▶ [Written exercise 1] Print the passage on Theorem 4.7 verbatim, covering the stretch from "Theorem 4.7 handles" through "in Definition 3.4.".
▶ [Written exercise 2] Pick out each line of the entries containing the string "torii", matching case exactly.

--- Start of Extract provided ---

Theorem 4.7 handles where the eikonal equation does not make perfect hyperplanes. First, we observed the characteristics of trilinear hypersurfaces as illustrated in Figure 9 in Appendix. Among 64 edge scenarios within a trilinear region, a diagonal plane intersects with the hypersurface in nearly all cases. Moreover, we can take advantage of it since we can eliminate one variable by assuming the curved edge lies on the  $x = z$  plane. In this light, Theorem 4.7 used linear algebra to rearrange two trilinear equations to get Equations (71) and (74). As we mentioned in the manuscript, the new vertices lie on at least two hypersurfaces, and the new edges exist on the same hypersurface, while the eikonal constraint minimizes any associated error. This error is tolerated by the hyperparameter  $\epsilon=1e-4$  (Section 6) as specified in Definition 3.4.

--- End of Extract provided ---
--- Start of Supplied material ---

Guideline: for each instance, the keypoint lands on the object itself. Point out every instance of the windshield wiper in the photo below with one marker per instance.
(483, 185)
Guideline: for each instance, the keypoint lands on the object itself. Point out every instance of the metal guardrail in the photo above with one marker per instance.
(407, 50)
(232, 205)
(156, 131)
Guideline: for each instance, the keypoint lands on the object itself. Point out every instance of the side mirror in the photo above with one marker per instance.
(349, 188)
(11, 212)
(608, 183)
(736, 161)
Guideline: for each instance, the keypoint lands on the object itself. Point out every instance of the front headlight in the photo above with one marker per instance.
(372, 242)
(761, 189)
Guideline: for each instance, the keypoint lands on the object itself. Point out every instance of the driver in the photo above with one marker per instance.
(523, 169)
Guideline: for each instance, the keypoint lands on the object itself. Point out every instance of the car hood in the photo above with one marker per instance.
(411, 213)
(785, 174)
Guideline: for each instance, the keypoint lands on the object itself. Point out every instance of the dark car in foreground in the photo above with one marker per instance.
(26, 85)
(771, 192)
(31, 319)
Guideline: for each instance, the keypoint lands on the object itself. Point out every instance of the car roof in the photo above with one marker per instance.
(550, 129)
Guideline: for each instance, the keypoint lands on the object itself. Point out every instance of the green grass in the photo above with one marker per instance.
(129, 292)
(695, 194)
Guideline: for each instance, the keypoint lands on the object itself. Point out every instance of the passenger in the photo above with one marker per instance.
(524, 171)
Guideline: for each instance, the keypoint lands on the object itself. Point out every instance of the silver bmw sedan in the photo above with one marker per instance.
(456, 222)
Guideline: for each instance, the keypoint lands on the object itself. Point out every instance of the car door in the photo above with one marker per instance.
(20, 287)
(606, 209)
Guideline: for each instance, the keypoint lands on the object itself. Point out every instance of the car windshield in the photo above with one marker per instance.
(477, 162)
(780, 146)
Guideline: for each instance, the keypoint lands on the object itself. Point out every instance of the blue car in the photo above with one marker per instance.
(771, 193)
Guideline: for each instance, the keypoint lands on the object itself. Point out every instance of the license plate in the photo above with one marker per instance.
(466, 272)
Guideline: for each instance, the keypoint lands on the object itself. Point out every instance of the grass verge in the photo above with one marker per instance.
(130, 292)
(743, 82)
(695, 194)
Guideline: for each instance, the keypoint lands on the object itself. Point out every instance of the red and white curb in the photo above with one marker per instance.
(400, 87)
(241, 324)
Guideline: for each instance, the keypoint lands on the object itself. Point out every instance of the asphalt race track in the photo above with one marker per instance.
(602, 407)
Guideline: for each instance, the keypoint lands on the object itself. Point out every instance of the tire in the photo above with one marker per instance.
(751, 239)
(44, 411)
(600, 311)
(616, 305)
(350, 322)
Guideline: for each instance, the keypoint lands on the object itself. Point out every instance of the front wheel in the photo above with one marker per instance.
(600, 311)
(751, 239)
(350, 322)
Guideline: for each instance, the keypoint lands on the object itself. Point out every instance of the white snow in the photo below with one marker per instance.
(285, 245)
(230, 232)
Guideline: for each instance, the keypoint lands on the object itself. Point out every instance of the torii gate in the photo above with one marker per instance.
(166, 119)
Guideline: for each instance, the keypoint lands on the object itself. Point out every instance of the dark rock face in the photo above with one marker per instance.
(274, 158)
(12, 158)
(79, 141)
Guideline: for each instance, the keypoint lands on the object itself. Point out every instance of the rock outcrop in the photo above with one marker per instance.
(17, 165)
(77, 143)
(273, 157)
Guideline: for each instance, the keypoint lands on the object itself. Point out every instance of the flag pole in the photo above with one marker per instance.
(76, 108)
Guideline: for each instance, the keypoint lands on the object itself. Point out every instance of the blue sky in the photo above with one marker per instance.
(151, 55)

--- End of Supplied material ---
--- Start of Supplied material ---

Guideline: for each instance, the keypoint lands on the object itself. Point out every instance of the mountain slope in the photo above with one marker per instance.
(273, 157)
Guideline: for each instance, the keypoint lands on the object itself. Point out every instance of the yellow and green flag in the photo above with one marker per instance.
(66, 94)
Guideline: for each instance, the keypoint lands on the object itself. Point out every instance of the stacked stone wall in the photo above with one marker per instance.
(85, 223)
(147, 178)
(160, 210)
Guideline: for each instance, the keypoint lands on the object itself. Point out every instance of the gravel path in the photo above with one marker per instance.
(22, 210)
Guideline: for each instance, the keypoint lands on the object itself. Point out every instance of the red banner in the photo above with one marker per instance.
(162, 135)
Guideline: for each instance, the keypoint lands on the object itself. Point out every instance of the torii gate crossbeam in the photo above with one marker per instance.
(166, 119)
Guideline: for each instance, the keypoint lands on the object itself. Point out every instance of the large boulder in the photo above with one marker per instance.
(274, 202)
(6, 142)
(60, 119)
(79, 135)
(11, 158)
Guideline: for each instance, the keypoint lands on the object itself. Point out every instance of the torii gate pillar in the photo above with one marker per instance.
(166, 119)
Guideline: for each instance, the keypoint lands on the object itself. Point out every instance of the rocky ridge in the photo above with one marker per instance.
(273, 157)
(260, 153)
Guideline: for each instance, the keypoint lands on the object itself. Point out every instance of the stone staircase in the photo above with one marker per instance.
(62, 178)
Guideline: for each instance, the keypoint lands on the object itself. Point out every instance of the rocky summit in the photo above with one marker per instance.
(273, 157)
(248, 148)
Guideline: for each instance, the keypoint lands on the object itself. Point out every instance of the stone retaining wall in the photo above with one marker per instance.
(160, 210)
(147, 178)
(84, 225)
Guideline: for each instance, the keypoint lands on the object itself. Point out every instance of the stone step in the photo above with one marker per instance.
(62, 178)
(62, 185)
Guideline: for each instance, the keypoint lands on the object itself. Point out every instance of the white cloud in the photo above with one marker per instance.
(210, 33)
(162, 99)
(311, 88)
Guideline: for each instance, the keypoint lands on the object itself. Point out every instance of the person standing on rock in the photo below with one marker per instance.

--- End of Supplied material ---

▶ [Correct answer 1]
Theorem 4.7 handles where the eikonal equation does not make perfect hyperplanes. First, we observed the characteristics of trilinear hypersurfaces as illustrated in Figure 9 in Appendix. Among 64 edge scenarios within a trilinear region, a diagonal plane intersects with the hypersurface in nearly all cases. Moreover, we can take advantage of it since we can eliminate one variable by assuming the curved edge lies on the  $x = z$  plane. In this light, Theorem 4.7 used linear algebra to rearrange two trilinear equations to get Equations (71) and (74). As we mentioned in the manuscript, the new vertices lie on at least two hypersurfaces, and the new edges exist on the same hypersurface, while the eikonal constraint minimizes any associated error. This error is tolerated by the hyperparameter  $\epsilon=1e-4$  (Section 6) as specified in Definition 3.4.

▶ [Correct answer 2]
Guideline: for each instance, the keypoint lands on the object itself. Point out every instance of the torii gate in the photo above with one marker per instance.
Guideline: for each instance, the keypoint lands on the object itself. Point out every instance of the torii gate crossbeam in the photo above with one marker per instance.
Guideline: for each instance, the keypoint lands on the object itself. Point out every instance of the torii gate pillar in the photo above with one marker per instance.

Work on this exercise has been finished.